PETUNJUK TUGAS — Sajikan sebagai tabel Markdown bagian data di bawah yang dimulai dari baris berisi "Mark each instance of the projector" sampai akhir data, dengan kolom Nomor untuk nomor urut dan kolom Baris Data untuk isi barisnya. Lewati baris kosong.
----------
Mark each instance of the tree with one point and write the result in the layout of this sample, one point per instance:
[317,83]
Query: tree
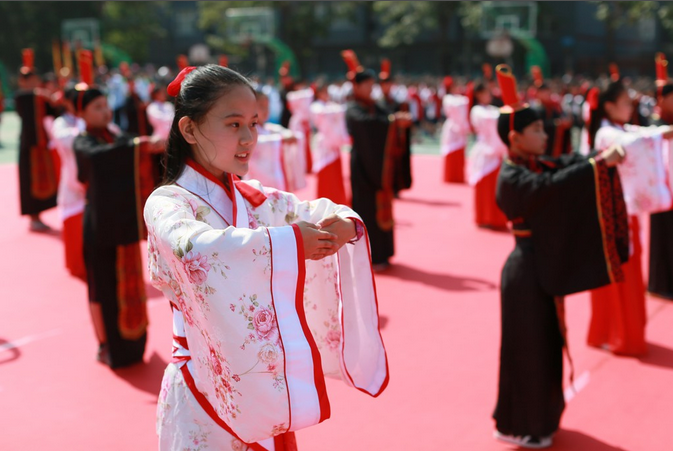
[405,21]
[617,14]
[130,26]
[299,23]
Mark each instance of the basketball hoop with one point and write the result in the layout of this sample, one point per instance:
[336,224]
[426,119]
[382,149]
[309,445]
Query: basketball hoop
[500,46]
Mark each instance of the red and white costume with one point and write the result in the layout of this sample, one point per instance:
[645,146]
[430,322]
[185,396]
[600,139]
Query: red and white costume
[454,135]
[485,158]
[256,326]
[299,103]
[330,121]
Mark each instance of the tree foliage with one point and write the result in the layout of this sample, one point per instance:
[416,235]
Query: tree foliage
[130,26]
[405,21]
[617,14]
[299,22]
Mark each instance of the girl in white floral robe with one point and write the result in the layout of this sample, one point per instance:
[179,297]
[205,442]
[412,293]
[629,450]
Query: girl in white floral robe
[256,326]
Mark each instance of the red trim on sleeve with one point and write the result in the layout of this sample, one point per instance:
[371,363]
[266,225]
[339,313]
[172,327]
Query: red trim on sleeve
[251,194]
[205,405]
[343,344]
[280,335]
[201,170]
[318,376]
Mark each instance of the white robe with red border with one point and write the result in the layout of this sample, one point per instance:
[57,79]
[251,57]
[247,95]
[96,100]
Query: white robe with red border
[256,326]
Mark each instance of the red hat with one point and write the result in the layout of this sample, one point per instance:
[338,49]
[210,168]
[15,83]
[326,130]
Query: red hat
[507,83]
[447,82]
[662,68]
[384,75]
[614,71]
[284,70]
[487,69]
[28,58]
[125,69]
[352,62]
[182,61]
[85,61]
[538,78]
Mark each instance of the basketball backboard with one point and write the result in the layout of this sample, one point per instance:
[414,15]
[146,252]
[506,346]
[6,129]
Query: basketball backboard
[513,18]
[84,31]
[247,24]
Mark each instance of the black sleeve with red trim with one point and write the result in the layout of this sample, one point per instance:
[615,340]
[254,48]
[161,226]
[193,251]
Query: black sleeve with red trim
[576,218]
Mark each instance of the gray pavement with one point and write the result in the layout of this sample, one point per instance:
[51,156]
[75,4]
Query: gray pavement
[10,127]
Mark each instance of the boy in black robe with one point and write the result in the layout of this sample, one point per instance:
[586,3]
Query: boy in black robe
[376,146]
[569,222]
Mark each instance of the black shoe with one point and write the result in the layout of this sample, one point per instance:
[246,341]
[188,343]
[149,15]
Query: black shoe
[525,441]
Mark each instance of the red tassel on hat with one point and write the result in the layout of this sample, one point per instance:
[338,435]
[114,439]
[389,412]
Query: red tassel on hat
[182,61]
[448,83]
[662,67]
[85,61]
[592,98]
[385,69]
[507,83]
[28,60]
[352,62]
[614,71]
[487,69]
[538,78]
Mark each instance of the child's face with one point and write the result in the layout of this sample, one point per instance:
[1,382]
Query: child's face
[620,110]
[97,114]
[224,141]
[532,140]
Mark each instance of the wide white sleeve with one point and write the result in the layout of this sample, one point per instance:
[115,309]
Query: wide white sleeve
[643,172]
[340,299]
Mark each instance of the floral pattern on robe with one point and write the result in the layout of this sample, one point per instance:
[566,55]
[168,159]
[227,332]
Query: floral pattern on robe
[263,325]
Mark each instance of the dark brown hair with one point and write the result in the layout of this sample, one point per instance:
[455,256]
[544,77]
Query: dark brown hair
[199,91]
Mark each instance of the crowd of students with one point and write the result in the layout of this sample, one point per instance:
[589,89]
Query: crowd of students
[259,280]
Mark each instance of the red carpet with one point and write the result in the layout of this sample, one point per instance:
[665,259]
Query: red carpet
[440,308]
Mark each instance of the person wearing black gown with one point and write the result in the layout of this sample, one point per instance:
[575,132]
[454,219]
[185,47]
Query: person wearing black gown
[569,223]
[108,164]
[38,177]
[375,134]
[402,178]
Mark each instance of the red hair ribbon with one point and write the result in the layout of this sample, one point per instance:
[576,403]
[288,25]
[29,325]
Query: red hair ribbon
[174,88]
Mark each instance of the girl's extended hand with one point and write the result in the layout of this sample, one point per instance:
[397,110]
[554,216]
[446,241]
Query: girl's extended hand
[613,155]
[317,243]
[344,229]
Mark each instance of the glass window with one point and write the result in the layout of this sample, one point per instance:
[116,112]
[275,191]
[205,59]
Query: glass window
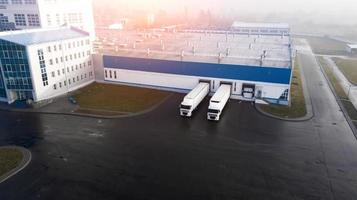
[20,19]
[33,20]
[16,1]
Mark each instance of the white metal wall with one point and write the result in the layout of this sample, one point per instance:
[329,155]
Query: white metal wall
[186,83]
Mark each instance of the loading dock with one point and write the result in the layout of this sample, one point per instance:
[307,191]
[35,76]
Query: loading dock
[248,91]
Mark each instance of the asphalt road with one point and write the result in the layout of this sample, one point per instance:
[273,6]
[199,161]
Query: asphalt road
[160,155]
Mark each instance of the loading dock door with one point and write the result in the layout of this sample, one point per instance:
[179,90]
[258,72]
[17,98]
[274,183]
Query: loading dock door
[248,91]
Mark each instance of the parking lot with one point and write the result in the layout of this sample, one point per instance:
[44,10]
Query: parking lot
[160,155]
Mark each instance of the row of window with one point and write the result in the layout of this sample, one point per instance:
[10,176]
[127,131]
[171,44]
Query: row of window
[16,55]
[67,58]
[18,2]
[73,80]
[69,45]
[70,18]
[32,20]
[77,67]
[111,74]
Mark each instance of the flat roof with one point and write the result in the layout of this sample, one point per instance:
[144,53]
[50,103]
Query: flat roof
[201,47]
[261,25]
[39,36]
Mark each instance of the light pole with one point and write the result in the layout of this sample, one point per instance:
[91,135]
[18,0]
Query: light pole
[349,90]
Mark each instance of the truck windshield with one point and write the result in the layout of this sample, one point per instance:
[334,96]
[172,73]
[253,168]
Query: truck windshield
[185,107]
[213,111]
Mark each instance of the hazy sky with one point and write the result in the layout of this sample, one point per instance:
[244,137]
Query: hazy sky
[320,11]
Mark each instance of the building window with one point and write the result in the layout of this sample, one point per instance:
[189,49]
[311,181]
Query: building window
[16,1]
[30,1]
[49,20]
[20,20]
[285,95]
[22,68]
[6,54]
[43,67]
[4,2]
[33,20]
[19,54]
[58,21]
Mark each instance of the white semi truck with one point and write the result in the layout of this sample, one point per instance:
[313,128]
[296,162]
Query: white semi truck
[218,102]
[193,99]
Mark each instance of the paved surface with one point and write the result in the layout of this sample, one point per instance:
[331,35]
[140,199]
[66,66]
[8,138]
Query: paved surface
[24,162]
[160,155]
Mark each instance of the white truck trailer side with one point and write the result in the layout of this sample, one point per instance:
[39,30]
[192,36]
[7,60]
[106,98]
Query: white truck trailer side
[218,102]
[193,99]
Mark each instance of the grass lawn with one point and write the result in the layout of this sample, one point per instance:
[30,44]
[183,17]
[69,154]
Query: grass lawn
[339,91]
[348,67]
[325,45]
[298,107]
[108,99]
[9,159]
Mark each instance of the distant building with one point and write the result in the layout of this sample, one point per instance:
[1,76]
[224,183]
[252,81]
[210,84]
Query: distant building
[34,14]
[258,67]
[261,28]
[42,64]
[352,48]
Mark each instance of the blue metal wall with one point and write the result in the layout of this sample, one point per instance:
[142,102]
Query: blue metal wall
[209,70]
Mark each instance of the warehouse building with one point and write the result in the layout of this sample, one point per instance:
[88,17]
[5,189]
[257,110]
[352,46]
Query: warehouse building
[259,67]
[34,14]
[41,64]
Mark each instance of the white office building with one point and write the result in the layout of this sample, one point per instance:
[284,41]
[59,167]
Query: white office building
[34,14]
[41,64]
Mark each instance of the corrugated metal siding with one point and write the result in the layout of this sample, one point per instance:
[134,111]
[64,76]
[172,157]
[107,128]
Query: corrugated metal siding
[234,72]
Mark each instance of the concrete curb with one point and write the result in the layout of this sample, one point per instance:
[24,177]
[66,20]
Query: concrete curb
[27,156]
[308,103]
[87,115]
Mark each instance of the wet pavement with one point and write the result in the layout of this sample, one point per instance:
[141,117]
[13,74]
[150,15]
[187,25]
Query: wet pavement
[160,155]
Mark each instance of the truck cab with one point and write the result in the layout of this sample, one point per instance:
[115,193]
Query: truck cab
[185,110]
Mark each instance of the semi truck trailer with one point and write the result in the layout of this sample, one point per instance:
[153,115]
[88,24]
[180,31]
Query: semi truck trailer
[193,99]
[218,102]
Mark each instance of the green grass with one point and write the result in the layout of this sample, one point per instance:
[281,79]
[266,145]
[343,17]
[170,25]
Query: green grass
[106,98]
[325,45]
[336,85]
[298,107]
[348,67]
[9,159]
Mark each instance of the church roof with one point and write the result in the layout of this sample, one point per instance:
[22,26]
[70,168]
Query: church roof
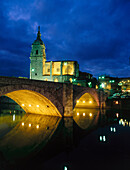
[38,41]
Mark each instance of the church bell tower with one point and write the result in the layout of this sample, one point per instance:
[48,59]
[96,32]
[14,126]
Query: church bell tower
[37,58]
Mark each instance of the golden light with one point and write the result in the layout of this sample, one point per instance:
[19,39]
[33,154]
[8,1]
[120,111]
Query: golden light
[117,114]
[90,114]
[116,102]
[37,126]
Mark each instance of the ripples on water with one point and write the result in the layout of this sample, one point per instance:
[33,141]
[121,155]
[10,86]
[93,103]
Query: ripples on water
[90,140]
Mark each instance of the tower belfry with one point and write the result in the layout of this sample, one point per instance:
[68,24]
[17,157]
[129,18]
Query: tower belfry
[37,58]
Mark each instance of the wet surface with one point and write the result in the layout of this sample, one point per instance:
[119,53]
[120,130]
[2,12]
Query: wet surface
[90,140]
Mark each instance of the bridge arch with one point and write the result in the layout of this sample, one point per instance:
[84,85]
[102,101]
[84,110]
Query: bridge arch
[33,99]
[87,97]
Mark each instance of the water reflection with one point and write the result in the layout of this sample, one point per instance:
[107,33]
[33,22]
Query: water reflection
[86,118]
[35,139]
[31,133]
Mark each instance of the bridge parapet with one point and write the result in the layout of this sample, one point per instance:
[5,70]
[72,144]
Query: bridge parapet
[62,95]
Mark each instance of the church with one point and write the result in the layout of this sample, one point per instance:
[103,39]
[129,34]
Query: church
[57,71]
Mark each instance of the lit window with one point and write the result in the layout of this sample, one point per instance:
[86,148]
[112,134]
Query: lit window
[116,102]
[37,126]
[56,80]
[90,114]
[14,117]
[58,69]
[36,51]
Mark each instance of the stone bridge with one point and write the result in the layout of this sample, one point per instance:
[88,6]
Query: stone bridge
[49,98]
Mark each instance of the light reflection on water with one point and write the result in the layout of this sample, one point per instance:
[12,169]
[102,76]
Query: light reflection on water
[95,133]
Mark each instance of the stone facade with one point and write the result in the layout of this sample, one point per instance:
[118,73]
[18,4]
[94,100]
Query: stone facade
[57,71]
[61,97]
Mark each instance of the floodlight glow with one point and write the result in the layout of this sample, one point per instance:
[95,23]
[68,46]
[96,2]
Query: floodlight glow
[77,114]
[90,114]
[37,126]
[100,138]
[14,117]
[65,168]
[104,138]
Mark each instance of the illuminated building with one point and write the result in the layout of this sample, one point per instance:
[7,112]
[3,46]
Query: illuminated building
[57,71]
[114,84]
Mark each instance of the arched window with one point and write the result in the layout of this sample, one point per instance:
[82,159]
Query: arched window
[56,80]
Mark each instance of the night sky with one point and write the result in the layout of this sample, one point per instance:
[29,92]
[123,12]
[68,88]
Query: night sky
[96,33]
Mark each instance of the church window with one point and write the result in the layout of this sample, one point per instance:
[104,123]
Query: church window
[58,69]
[56,80]
[36,51]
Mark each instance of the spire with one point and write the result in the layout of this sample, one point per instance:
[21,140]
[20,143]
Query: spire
[38,34]
[38,40]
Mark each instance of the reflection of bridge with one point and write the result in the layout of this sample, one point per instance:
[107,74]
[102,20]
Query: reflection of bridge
[48,98]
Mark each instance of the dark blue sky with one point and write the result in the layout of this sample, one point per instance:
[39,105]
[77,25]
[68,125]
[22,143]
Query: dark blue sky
[96,33]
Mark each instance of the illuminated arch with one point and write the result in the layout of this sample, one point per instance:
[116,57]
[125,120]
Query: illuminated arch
[87,98]
[86,118]
[33,99]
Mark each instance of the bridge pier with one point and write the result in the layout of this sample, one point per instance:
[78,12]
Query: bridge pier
[68,99]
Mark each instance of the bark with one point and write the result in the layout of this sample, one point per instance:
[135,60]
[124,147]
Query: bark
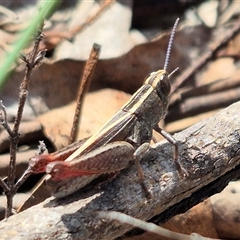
[209,151]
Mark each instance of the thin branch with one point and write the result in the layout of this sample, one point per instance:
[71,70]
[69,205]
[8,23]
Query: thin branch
[83,88]
[32,62]
[209,151]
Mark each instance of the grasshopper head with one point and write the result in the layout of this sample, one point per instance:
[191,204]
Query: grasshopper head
[160,83]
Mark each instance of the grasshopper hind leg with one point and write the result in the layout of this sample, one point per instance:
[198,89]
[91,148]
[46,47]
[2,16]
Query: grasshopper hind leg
[174,142]
[140,151]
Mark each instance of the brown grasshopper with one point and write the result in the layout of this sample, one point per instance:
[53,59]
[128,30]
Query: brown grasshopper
[125,136]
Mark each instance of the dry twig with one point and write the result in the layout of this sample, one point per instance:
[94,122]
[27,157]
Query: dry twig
[209,151]
[83,88]
[32,62]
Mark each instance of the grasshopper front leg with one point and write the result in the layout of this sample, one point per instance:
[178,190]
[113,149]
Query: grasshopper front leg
[110,158]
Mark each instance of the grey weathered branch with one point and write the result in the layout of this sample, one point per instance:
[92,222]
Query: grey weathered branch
[208,150]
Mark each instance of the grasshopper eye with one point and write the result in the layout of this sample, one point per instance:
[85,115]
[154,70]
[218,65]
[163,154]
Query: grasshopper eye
[164,85]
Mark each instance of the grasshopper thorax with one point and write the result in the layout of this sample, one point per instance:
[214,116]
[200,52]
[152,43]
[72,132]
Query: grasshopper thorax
[160,83]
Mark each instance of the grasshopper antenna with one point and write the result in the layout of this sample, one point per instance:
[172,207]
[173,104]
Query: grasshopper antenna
[170,44]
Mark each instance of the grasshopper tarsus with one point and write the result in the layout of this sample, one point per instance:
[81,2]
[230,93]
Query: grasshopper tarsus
[127,134]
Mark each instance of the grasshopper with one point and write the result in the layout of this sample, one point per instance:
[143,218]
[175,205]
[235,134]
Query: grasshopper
[125,136]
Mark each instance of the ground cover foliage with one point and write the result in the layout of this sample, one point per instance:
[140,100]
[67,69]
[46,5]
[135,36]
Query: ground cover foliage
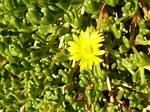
[36,74]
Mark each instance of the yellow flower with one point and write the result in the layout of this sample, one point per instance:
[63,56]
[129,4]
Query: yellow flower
[86,48]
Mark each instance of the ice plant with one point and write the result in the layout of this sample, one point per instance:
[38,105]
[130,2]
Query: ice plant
[85,48]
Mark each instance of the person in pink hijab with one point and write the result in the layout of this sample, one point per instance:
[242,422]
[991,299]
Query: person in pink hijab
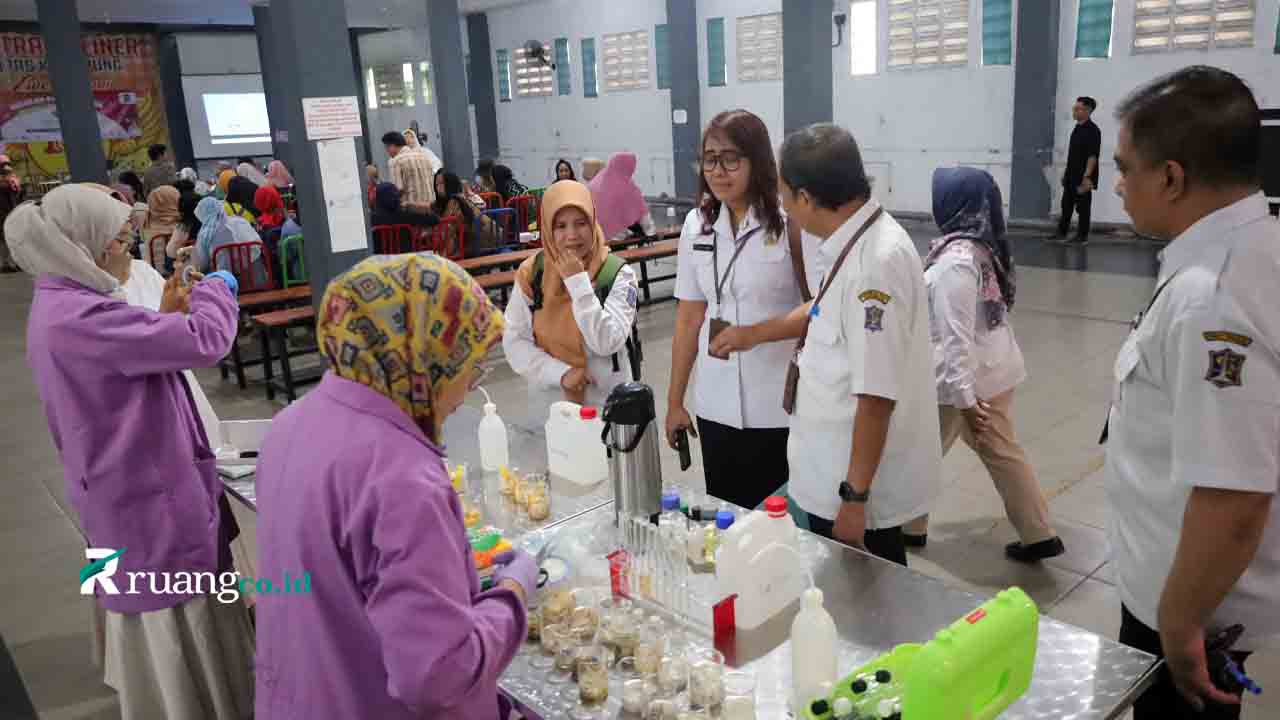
[279,174]
[618,201]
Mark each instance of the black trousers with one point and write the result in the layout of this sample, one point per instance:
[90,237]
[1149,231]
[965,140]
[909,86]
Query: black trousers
[885,542]
[1075,201]
[743,466]
[1162,701]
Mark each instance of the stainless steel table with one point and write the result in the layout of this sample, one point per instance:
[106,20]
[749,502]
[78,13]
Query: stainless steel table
[878,605]
[528,451]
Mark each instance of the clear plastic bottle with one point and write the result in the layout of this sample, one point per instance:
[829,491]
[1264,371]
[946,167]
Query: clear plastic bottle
[493,440]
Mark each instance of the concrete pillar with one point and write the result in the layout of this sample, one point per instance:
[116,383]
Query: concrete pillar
[268,48]
[481,86]
[68,71]
[302,27]
[444,33]
[685,95]
[807,65]
[1034,109]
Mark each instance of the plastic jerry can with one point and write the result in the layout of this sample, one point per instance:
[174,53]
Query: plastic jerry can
[766,584]
[977,666]
[574,449]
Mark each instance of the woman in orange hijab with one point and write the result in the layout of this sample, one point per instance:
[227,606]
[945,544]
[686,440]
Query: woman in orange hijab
[563,332]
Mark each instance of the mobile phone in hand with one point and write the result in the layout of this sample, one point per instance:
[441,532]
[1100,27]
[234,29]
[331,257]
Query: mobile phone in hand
[682,447]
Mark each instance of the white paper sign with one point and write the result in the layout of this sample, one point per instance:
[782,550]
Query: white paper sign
[341,185]
[332,117]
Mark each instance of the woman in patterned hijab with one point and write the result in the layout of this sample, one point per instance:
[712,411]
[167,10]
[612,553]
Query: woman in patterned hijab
[410,327]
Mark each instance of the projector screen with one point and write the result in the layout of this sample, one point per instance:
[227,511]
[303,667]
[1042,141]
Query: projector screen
[227,115]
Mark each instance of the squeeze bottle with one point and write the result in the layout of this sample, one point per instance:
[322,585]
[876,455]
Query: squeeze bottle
[493,440]
[813,648]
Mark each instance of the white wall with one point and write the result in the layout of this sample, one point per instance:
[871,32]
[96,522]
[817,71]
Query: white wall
[910,122]
[394,48]
[764,99]
[1111,80]
[533,132]
[218,53]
----------
JAWABAN TERTULIS —
| Nomor | Baris Data |
|---|---|
| 1 | Mark each instance of the projector screen with one point and write the result in the layout of this sample, one point per instance: |
| 2 | [227,511] |
| 3 | [303,667] |
| 4 | [1042,141] |
| 5 | Query: projector screen |
| 6 | [227,115] |
| 7 | Mark each instance of the squeeze bottle with one point and write the result in the layout of this sample, one point per instance: |
| 8 | [322,585] |
| 9 | [876,455] |
| 10 | Query: squeeze bottle |
| 11 | [493,440] |
| 12 | [813,648] |
| 13 | Mark each instance of the white wall with one point and write the result in the layout of this sample, one point per instance: |
| 14 | [871,32] |
| 15 | [96,522] |
| 16 | [817,71] |
| 17 | Query: white wall |
| 18 | [910,122] |
| 19 | [394,48] |
| 20 | [764,99] |
| 21 | [1111,80] |
| 22 | [533,132] |
| 23 | [218,53] |